### Exercise task
Return every line of the records below verbatim, with no pictures in the copy.

### Data listing
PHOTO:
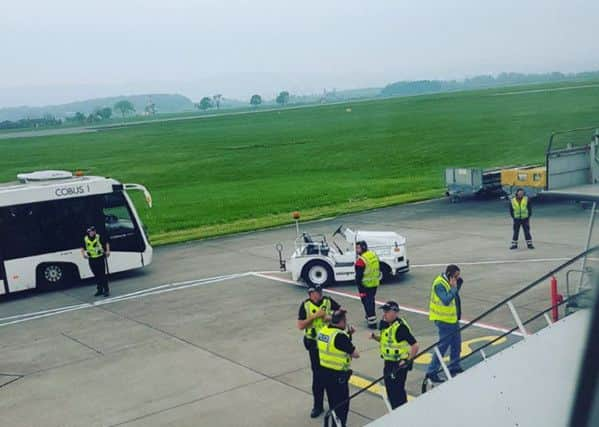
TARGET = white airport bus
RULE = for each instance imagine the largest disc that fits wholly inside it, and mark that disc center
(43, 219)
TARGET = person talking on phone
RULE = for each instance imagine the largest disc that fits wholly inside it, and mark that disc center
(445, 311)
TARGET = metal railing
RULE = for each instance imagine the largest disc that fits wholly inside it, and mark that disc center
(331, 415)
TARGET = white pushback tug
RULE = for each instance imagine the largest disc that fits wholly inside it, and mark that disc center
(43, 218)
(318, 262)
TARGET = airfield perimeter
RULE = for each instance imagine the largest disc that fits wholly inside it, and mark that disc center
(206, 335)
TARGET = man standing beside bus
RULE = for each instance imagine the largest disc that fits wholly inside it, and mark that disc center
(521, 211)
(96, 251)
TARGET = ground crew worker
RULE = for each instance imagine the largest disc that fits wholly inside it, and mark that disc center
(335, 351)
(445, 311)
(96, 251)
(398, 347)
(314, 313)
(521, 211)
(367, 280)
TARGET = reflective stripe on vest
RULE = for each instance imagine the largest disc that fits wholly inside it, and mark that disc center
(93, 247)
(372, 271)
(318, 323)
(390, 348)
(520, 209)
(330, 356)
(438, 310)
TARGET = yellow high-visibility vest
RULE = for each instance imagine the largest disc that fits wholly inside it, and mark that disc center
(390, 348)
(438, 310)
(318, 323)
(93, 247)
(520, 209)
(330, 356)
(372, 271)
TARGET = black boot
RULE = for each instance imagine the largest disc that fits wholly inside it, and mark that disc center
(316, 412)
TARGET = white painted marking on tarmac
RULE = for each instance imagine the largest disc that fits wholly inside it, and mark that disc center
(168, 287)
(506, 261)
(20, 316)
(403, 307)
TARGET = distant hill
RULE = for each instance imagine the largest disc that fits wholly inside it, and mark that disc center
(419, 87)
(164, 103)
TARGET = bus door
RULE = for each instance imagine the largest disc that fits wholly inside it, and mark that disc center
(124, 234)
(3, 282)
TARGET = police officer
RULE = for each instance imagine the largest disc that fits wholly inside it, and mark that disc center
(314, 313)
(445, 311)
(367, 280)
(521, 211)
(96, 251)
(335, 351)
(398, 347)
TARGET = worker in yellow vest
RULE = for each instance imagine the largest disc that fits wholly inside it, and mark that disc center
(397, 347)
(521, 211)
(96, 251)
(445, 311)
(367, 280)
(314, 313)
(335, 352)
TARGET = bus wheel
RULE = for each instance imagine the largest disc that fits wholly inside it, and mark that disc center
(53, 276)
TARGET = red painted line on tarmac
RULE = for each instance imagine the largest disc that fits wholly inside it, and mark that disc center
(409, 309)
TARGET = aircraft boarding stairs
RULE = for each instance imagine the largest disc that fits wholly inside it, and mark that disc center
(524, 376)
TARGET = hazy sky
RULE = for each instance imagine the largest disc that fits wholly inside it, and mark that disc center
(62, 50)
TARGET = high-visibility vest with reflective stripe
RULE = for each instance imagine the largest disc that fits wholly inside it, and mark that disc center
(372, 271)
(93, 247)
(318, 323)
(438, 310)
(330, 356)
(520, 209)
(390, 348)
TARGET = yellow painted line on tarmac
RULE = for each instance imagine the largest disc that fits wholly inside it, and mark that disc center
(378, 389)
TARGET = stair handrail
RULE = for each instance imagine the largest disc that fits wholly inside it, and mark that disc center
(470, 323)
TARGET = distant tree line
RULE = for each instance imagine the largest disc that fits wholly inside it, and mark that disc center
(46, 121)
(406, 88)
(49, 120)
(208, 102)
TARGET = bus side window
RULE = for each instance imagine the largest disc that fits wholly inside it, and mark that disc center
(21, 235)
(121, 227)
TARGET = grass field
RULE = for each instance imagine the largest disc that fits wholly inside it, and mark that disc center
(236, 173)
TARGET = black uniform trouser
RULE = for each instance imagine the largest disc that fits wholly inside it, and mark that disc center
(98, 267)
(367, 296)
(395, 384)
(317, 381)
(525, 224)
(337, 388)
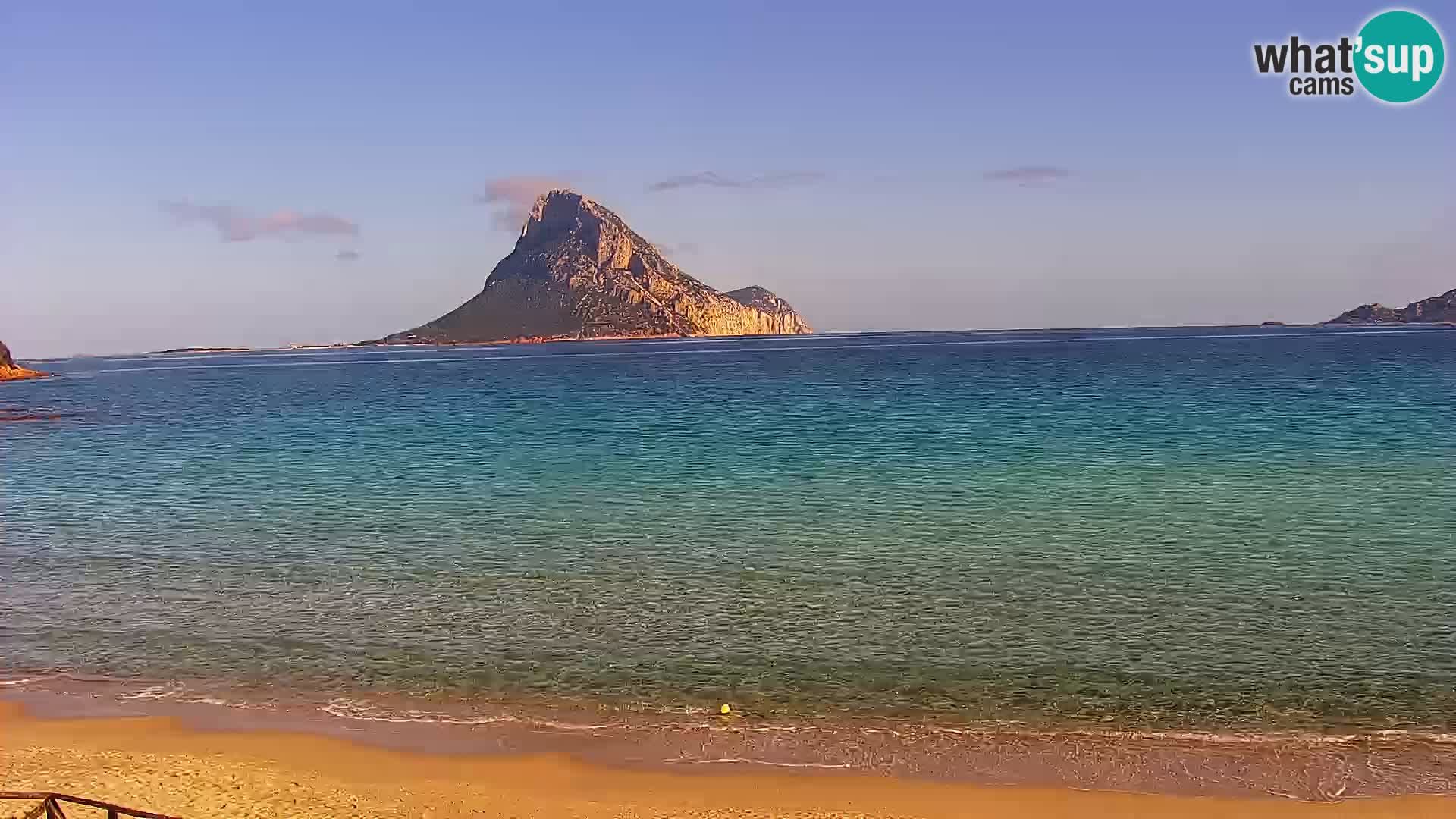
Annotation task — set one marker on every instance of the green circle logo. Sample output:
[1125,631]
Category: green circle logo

### Result for this task
PHOTO:
TARGET = white airport bus
RULE = for each instance imagine the largest disc that fits wholly inside it, and mark that disc center
(43, 219)
TARGET = person talking on phone
RULE = for each instance imagine the largest disc that fits wholly inside it, and mark that disc center
(445, 311)
TARGET = metal railing
RULE = for each instance imagine the largest disc that fits wholly inside it, and mark that disc center
(331, 415)
TARGET = white pushback tug
RULE = for each instance imagine the largest disc that fits wholly inside it, and mark that disc center
(43, 218)
(318, 262)
TARGET = airfield perimeter
RULE = for each instance imagine the largest disc that fits wholly inside it, and mark that disc center
(206, 335)
TARGET = man standing beside bus
RULE = for each instance imagine the largest disc that fits wholly inside it, and mark that disc center
(521, 211)
(96, 251)
TARGET = ground crew worker
RULE = for each instance imagine the largest disc that fits wholly inside it, and mark that disc center
(335, 351)
(445, 311)
(96, 251)
(398, 347)
(314, 313)
(521, 211)
(367, 280)
TARGET = reflective stripe on vest
RULE = for each instance imagine the largest disc that fits wholly inside it, and mark that disc center
(93, 247)
(372, 271)
(318, 323)
(390, 348)
(520, 209)
(330, 356)
(438, 310)
TARGET = yellow high-visibility vest
RULE = for each instance imagine the largest disc that fits wholly inside it, and mark that disc center
(390, 348)
(438, 310)
(318, 323)
(93, 247)
(520, 209)
(330, 356)
(372, 271)
TARGET = black boot
RULE = for each instance imagine the largest disc that fits wholly inside it, and mark that disc center
(316, 412)
TARGET = white painted marking on tarmac
RULE = for each instance imagine the largest disc that fits wholly inside it, and mark that disc center
(168, 287)
(506, 261)
(20, 316)
(403, 307)
TARGET = distant hill
RULE = for each instance imagine the largest disc that fits wholly inside it, and mark that disc center
(419, 87)
(164, 103)
TARGET = bus door
RULE = for each instance imagine the largest disc that fits wholly inside it, and mark that disc center
(124, 234)
(3, 282)
TARGET = police officer
RULE = for each instance imagine the largest disc that fits wholly inside it, and mark that disc center
(314, 313)
(445, 311)
(367, 280)
(521, 211)
(96, 251)
(335, 351)
(398, 347)
TARGET = worker in yellow vest
RULE = for each instance imagine the largest disc that fits wholly inside it, and mark that disc center
(397, 347)
(521, 211)
(96, 251)
(445, 311)
(367, 280)
(314, 313)
(335, 352)
TARGET = bus wheel
RULE = for each instance imagine the largest disc that fits wholly inside it, and mark that disc center
(53, 276)
TARGET = red painted line on tarmac
RULE = for each instance imagine the largest disc that fits wholly inside it, and mark that disc center
(409, 309)
TARGET = aircraft boarding stairs
RULE = for each instance imagine the largest disc that fits wholly inside it, and mark that disc center
(524, 376)
TARGET = hazy sky
RULE = for each instance imagine the largest disc that fits wholly inside it, and mark that disc center
(62, 50)
TARGET = high-visibility vest with reflective stripe
RULE = for each instance imagine the largest disc that fits wholly inside it, and mark that disc center
(372, 271)
(93, 247)
(318, 323)
(438, 310)
(330, 356)
(520, 209)
(390, 348)
TARGET = yellow painted line on tarmac
RULE = for each instance imagine the largest disc that fits wholly inside it, and mark that disc center
(378, 389)
TARGET = stair handrail
RULE = for each instance imagine the largest disc that fits wholly inside it, and mark that disc center
(470, 323)
TARGET = distant tree line
RULE = for each instance imagine the largest disc that fits wholly inside it, and mark that disc center
(46, 121)
(406, 88)
(49, 120)
(208, 102)
TARGET = bus side window
RULE = for each instance imagine the largest disc that fits wholly inside it, and mark that disc center
(21, 235)
(121, 227)
TARGET = grass field
RULE = for each instance imagine the largest disc that fits wholly inside it, and mark that disc center
(236, 173)
TARGET = black uniform trouser
RULE = for each instance imagine the largest disc that fits wholly inside it, and mark that disc center
(98, 267)
(367, 296)
(395, 384)
(317, 381)
(525, 224)
(337, 388)
Annotation task — set one marker on every instance of the green circle logo. Sample output:
[1125,631]
Category: green circle logo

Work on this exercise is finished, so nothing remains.